(Data for this exercise)

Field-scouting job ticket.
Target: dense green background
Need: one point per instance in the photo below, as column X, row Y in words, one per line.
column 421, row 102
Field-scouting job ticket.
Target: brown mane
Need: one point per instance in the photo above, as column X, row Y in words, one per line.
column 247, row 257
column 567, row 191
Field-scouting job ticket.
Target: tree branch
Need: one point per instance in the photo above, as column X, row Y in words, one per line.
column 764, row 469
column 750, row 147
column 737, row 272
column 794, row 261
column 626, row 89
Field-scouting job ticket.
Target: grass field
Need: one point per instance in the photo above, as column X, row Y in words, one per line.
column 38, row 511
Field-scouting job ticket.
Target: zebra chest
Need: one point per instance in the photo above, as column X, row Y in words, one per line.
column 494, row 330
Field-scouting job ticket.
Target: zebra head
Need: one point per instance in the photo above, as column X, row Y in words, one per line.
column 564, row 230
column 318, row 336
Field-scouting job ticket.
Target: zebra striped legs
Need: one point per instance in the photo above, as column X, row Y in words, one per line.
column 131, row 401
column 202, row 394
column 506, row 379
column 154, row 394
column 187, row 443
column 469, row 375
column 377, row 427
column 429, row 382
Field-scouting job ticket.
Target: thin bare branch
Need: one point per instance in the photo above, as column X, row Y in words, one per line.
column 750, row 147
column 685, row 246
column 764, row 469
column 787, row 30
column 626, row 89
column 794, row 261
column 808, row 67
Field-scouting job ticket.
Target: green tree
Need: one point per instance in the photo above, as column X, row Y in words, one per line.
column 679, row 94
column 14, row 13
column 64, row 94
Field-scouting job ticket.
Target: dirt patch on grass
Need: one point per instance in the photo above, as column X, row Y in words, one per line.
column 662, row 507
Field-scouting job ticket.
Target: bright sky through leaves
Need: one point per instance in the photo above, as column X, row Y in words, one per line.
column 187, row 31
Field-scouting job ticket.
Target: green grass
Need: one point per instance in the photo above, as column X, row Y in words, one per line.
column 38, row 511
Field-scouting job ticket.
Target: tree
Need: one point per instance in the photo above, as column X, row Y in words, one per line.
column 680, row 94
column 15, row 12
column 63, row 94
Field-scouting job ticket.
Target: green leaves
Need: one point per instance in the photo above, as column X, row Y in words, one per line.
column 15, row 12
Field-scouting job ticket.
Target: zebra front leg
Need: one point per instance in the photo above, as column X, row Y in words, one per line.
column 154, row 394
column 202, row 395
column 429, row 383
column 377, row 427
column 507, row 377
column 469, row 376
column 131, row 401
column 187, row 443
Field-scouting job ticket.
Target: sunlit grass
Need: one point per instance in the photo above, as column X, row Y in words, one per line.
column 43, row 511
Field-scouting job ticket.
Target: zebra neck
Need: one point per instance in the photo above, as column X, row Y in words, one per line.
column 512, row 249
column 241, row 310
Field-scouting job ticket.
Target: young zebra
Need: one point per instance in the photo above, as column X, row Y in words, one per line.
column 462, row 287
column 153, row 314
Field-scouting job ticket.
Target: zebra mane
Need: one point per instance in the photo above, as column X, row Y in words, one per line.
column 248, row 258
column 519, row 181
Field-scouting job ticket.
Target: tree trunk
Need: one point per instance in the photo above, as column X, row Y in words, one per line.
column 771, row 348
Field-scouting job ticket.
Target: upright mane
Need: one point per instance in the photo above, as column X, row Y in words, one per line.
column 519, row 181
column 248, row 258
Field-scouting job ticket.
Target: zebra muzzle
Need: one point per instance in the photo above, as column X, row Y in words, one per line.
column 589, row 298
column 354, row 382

(End Data for this exercise)

The answer should be the first line of the material and every line after it through the line containing "Target: thin bare branch", exactly as written, and nothing else.

Field-scouting job ticket.
Target: dense green background
Need: one point per instance in the photo below, as column X, row Y in words, one per line.
column 421, row 102
Field-scouting job ticket.
Target: brown mane
Need: one point per instance in the photo above, as column X, row Y in words, one per line.
column 247, row 257
column 567, row 191
Field-scouting job ticket.
Target: tree branch
Need: one point per instance in the photo above, as column X, row Y in words, one per line.
column 764, row 469
column 750, row 147
column 737, row 272
column 794, row 261
column 626, row 89
Field-scouting job ticket.
Target: grass field
Need: one point per instance in the photo above, as column X, row Y in words, one per line.
column 38, row 511
Field-scouting job ticket.
Target: zebra chest
Need: one point per instance in the photo above, as column X, row Y in words, one per line.
column 494, row 330
Field-scouting job ticket.
Target: zebra head
Need: one point per instance in the photo above, as column X, row Y in words, one per line.
column 564, row 230
column 318, row 336
Field-scouting job ticket.
Target: zebra striped legs
Need: one point per instance in the photo above, as column X, row Y in words, one per line.
column 131, row 401
column 202, row 394
column 506, row 379
column 154, row 394
column 187, row 443
column 469, row 375
column 377, row 427
column 429, row 382
Field-scouting job ticket.
Target: thin bare branch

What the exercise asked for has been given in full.